§ **REQUIREMENT**:
All lines in the material with the string "sunglasses" should be listed.

§ **DATASET EXTRACT**:
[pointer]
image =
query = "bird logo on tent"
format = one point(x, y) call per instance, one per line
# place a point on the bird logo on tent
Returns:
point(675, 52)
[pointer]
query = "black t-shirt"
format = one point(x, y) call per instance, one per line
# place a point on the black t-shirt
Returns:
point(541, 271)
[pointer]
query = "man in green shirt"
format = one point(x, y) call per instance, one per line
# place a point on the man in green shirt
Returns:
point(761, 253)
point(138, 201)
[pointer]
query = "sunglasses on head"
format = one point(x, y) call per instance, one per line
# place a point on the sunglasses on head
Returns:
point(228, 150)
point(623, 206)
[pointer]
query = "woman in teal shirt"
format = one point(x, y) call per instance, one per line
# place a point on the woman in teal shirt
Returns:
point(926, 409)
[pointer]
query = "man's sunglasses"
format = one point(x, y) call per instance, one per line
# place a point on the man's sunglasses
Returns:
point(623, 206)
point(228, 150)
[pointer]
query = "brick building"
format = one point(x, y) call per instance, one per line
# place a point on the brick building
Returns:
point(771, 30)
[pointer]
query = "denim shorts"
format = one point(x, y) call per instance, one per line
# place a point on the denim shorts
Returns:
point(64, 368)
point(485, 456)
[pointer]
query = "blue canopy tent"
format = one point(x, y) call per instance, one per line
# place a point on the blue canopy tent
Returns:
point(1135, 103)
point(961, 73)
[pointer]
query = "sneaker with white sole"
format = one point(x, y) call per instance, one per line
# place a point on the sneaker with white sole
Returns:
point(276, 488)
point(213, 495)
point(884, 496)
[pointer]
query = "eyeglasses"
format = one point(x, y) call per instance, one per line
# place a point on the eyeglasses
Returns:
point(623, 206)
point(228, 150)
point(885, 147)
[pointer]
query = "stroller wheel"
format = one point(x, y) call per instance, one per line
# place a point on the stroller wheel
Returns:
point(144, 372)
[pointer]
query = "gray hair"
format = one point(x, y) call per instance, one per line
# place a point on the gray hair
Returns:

§ **WRITTEN RESPONSE**:
query = "sunglasses on head"
# place a point on the sunglasses on head
query = "man's sunglasses"
# place a point on the man's sunglasses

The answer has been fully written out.